── Document ──

The
Hollywood Economist
The numbers behind the industry.
Rupert Murdoch Strikes Back
His bold plan to give away 20 million digital video recorders
By Edward Jay Epstein
Never
underestimate Rupert Murdoch as a true visionary of the
New Hollywood—or his power to uproot and reshape it.
Back in 1983, when it was considered little more than a
sci-fi pipe dream for man-made satellites to send high-definition
movies to homes around the world, Murdoch was positioning
an armada 22,300 miles above the earth. His satellites were
placed in the Clarke Ring, named after Arthur C. Clarke,
who wrote the science-fiction classic 2001: A Space Odyssey.
In this high orbit, they would serve as broadcasting platforms
that could beam down movies—as well as sports events,
news, and other programming—to tiny home antennas.
It took another two decades for Murdoch to complete his
bold master plan. In 2003, he bought control of DirecTV—the
largest provider of satellite television in America—which,
along with his Sky TV in Europe and Latin America, and Star
TV in Asia and the Antipodes, gave him some 40 million subscribers.

───
── Raw records ──

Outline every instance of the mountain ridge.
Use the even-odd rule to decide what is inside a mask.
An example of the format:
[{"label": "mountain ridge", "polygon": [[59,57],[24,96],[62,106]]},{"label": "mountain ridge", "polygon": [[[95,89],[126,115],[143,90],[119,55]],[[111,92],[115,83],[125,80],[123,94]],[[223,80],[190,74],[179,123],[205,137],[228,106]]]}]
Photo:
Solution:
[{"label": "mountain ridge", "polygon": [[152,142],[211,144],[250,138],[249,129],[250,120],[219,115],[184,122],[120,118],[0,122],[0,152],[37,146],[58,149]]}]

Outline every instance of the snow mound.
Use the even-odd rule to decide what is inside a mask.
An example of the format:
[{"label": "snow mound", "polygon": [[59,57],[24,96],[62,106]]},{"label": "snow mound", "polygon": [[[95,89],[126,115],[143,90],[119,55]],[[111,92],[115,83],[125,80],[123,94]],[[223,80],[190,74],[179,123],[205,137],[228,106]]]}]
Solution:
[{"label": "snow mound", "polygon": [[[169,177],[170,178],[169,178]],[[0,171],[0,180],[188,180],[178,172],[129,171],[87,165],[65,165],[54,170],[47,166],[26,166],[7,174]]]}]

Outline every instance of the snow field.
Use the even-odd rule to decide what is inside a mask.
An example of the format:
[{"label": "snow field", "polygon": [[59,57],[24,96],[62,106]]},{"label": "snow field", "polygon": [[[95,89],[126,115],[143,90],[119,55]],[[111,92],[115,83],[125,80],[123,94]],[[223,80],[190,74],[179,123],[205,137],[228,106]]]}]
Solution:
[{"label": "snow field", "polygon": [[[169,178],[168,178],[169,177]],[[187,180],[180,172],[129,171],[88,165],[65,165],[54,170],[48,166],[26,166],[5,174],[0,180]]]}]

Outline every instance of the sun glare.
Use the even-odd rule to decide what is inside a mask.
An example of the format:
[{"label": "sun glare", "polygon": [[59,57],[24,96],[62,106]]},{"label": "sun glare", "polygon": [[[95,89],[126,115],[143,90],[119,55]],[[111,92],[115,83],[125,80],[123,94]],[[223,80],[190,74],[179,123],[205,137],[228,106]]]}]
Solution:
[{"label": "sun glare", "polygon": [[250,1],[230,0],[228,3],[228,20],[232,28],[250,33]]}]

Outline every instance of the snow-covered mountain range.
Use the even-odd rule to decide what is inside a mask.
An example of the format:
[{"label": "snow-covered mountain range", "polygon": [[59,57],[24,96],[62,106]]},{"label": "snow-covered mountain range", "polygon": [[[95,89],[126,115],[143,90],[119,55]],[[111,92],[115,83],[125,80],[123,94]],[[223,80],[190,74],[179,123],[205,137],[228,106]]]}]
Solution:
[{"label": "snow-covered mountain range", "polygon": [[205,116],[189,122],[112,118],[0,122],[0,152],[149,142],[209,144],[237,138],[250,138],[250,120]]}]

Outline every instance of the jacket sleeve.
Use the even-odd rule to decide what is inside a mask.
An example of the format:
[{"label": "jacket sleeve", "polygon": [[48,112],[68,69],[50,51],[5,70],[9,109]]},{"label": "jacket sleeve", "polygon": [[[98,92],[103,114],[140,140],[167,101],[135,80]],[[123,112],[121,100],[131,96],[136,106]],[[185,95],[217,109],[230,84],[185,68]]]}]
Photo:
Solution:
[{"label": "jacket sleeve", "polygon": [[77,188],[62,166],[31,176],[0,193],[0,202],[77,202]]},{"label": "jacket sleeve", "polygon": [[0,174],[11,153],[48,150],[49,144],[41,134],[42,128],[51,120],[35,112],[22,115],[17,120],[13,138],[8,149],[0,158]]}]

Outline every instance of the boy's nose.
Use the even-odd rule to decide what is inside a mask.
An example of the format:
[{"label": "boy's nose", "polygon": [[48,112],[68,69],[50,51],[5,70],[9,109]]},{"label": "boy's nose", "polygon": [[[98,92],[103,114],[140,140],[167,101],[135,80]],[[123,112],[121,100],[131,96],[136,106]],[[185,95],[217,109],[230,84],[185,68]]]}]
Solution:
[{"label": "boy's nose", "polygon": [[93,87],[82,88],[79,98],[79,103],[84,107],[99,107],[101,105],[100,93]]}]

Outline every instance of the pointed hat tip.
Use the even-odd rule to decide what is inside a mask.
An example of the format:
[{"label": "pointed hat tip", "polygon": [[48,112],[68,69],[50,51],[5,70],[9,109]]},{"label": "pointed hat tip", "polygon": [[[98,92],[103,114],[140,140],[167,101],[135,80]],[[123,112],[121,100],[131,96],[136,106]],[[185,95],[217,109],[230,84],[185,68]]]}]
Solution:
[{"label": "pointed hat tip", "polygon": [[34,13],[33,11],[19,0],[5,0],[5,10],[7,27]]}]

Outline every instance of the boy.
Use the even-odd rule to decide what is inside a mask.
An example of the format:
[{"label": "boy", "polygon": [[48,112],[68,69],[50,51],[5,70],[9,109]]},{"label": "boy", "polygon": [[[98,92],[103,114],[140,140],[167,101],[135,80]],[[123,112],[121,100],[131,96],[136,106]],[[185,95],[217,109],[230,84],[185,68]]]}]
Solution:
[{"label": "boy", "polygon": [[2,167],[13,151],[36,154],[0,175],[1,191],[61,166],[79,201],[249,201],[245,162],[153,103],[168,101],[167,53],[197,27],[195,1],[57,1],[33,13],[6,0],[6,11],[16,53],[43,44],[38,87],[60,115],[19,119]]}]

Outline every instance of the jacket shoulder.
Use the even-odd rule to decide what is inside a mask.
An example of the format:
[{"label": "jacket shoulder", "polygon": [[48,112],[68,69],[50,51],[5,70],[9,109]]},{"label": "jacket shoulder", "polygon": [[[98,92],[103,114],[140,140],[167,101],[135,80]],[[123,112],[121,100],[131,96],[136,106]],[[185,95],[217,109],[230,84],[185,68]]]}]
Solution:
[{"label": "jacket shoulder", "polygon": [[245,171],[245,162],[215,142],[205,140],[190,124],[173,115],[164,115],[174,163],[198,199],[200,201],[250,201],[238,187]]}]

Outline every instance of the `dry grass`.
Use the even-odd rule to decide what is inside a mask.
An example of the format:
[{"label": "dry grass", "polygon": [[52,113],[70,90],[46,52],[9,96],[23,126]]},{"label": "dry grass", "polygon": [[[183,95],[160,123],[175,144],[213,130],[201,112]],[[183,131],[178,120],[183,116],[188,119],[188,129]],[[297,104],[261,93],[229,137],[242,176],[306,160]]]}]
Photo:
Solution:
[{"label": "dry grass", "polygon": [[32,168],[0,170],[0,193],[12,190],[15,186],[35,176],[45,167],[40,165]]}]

───

* _Stated goal 1_: In the article about Rupert Murdoch, which company did Murdoch buy control of in 2003?
* _Stated goal 2_: Continue the article about Rupert Murdoch's satellite plans from where it stops.

* _Exercise response 1_: DirecTV, the largest provider of satellite television in America.

* _Exercise response 2_:
He then announced that by the end of 2005 his satellites
would have the capacity to transmit 500 channels of high-definition
programs.
Girdling the earth with satellites was just the beginning.
Even before Murdoch completed his acquisition of DirecTV,
he told financiers at Morgan Stanley's Global Media Conference
that he planned to marry the satellites above with TiVo-like
home recorders below, explaining that "every subscriber
will be getting either a free digital video recorder or
one for nominal amounts of money." And, to this end,
according to Business
Week, he plans to order 20 million digital video
recorders for his customers.
Murdoch is attempting to revolutionize the world's video-rental
market (both VHS and DVD). Since its inception in the late
1970s, video renting has been an inefficient business. Indeed,
on first hearing the business model, Warner Bros. titan
Steve Ross asked incredulously, "Can we really expect
millions of busy people to get in their car, drive to a
store, pick out a movie, stand in line, fill out a rental
agreement, pay a deposit, drive home, play it on their VCR
and then, the next day, repeat the procedure in reverse
to return it?" Even with improvements in swiping credit
cards and mail-in schemes such as Netflix, renting remains
a cumbersome affair.
Murdoch plans to digitally deliver movies and other programming
from his satellites to home digital video recorders that
would be the same quality, or higher (HDTV), than a DVD.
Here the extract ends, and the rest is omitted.